__Exercise requirements__
Copy verbatim the lines below from the line containing "of the stone" through the last line, both included.

-------- Provided records

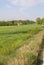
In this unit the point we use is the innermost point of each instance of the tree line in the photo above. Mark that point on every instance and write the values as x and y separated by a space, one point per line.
21 22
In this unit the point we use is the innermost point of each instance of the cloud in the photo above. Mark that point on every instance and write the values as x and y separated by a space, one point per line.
26 3
8 6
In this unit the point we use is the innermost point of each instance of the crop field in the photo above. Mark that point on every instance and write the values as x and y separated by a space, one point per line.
12 37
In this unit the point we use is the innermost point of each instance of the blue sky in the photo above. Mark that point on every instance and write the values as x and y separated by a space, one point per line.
21 9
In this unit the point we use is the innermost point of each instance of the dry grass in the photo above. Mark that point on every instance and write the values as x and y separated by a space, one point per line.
27 54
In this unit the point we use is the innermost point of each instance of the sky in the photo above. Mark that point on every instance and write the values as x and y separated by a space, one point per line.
21 9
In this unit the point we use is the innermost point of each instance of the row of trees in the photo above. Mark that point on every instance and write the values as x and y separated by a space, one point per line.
15 22
21 22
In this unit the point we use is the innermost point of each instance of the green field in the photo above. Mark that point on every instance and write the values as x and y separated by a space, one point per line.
12 37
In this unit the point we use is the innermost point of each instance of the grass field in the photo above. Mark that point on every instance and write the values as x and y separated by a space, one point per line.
12 37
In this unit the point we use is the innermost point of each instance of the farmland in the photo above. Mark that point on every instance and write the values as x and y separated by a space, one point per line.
14 37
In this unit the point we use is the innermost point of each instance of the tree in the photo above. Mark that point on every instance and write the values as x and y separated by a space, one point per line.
42 20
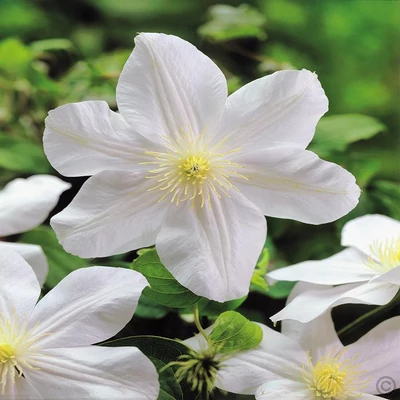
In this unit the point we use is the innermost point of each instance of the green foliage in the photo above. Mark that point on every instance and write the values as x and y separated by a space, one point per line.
60 262
233 332
229 23
161 352
164 289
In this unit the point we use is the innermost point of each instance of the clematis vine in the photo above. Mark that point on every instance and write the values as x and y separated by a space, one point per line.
308 361
25 204
45 348
367 272
191 170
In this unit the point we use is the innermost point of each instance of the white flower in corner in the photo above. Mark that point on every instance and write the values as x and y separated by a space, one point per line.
25 204
308 362
192 170
367 272
45 348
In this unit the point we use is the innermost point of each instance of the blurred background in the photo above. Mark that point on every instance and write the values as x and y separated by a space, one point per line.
54 52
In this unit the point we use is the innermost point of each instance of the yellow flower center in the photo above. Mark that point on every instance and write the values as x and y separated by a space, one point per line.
333 378
385 255
17 345
191 169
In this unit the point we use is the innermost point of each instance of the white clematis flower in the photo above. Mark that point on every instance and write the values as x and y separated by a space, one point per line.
308 361
192 170
367 272
45 348
25 204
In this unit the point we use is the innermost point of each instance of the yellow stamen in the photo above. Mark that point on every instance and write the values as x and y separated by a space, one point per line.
334 378
385 255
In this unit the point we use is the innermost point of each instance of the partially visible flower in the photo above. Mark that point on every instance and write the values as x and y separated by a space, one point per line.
308 362
192 170
367 272
25 204
45 348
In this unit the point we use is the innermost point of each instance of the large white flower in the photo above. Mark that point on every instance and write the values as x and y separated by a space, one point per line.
25 204
367 272
308 361
193 171
45 350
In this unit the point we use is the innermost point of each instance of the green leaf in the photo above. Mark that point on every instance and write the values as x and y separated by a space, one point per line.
335 133
22 156
234 332
164 289
161 351
60 262
15 57
228 23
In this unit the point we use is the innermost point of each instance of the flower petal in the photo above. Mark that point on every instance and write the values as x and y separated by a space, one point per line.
26 203
88 306
378 354
346 266
278 110
316 336
361 232
168 86
19 287
86 138
279 389
296 184
313 303
113 213
33 255
276 357
212 250
94 373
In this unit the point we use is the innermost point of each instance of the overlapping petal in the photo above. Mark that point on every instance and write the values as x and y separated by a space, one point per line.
362 232
86 138
347 266
296 184
20 288
33 255
377 352
167 86
276 357
88 306
114 212
94 373
212 250
26 203
279 110
313 303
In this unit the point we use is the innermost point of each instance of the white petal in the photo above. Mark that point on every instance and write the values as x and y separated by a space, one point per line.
276 357
33 255
316 336
278 110
378 354
313 303
19 287
86 138
113 213
346 266
94 373
212 250
283 389
296 184
26 203
363 231
167 86
88 306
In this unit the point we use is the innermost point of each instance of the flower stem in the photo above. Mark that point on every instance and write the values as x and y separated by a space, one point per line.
376 310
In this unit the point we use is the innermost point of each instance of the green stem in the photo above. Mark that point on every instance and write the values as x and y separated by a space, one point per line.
376 310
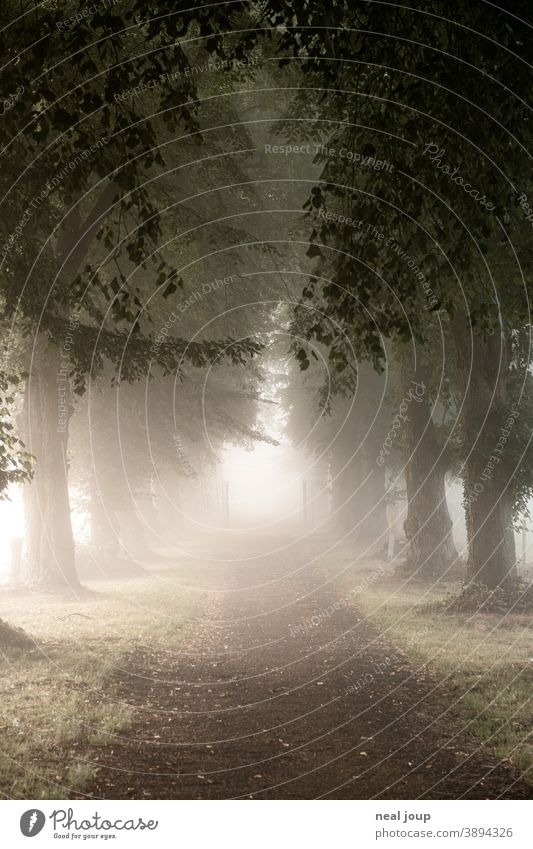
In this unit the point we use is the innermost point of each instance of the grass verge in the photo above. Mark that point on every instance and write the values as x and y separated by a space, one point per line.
54 704
486 658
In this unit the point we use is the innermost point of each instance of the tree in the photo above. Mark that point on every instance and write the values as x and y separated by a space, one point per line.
87 185
407 240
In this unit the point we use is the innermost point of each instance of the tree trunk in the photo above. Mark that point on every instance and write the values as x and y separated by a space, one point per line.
428 527
488 490
358 482
50 559
105 527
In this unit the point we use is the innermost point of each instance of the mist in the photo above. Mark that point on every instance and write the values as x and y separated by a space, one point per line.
266 467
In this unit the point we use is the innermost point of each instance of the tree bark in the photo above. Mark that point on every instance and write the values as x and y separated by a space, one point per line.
428 527
358 482
488 491
50 556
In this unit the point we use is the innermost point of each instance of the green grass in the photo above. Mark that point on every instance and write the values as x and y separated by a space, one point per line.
486 659
54 704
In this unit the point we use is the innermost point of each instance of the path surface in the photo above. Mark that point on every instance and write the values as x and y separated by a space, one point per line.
260 706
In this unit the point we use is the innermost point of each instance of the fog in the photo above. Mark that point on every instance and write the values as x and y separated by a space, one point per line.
266 395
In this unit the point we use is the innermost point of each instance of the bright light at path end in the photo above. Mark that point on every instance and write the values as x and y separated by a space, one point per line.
261 486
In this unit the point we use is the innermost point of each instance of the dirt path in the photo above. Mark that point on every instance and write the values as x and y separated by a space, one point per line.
262 704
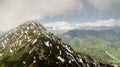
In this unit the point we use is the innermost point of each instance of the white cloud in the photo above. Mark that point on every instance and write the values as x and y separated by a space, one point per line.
15 12
107 6
63 25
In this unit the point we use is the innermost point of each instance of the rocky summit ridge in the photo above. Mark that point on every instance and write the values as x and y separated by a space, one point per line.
30 45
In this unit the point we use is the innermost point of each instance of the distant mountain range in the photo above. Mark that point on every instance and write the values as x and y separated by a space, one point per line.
30 45
101 44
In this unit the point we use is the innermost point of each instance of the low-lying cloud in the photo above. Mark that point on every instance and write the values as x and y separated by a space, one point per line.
63 25
15 12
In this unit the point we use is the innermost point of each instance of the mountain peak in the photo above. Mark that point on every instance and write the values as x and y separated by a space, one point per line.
29 45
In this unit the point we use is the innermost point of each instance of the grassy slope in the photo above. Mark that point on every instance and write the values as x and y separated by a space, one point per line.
95 43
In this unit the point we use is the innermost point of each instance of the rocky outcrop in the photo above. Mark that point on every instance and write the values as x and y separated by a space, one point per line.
30 45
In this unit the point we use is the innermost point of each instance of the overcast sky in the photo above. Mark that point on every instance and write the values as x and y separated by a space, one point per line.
15 12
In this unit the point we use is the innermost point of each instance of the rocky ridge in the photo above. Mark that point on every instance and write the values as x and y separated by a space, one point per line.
30 45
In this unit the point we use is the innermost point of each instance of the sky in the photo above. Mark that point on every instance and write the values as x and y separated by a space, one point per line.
60 14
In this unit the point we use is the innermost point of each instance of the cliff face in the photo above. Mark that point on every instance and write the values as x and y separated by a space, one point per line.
30 45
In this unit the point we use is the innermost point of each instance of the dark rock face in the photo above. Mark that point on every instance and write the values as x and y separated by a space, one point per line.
29 45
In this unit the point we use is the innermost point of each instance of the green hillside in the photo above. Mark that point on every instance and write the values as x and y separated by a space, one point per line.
103 45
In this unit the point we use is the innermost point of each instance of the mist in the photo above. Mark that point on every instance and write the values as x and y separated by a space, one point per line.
16 12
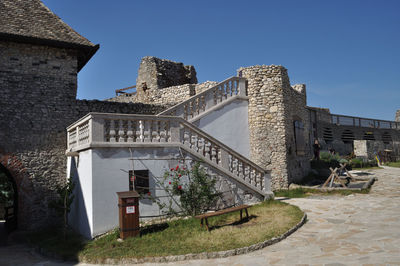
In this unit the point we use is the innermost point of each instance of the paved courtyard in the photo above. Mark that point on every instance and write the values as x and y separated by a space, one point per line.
352 230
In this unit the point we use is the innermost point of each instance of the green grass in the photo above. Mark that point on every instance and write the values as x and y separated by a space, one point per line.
393 164
52 240
267 220
305 192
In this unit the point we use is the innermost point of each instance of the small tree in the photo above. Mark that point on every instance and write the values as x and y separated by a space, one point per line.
62 205
194 187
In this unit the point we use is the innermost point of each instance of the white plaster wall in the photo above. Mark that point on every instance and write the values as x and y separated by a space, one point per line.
230 125
81 214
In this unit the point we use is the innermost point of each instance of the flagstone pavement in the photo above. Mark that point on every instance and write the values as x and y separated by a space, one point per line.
359 229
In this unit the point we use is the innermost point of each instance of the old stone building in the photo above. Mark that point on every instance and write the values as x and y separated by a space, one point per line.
40 59
253 131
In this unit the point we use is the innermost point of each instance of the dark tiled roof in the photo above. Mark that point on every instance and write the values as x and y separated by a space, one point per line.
32 22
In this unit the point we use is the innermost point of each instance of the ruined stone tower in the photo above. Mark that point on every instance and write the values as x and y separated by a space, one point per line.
277 114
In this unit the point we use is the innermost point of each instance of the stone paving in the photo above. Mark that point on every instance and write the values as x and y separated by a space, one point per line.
360 229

----------------

__Response to the task__
In this unit the point we use is the innermost point of each instance of the stone paving in the photo above. Mark that point on every instance and write the values as x and y separated by a space, one point per line.
360 229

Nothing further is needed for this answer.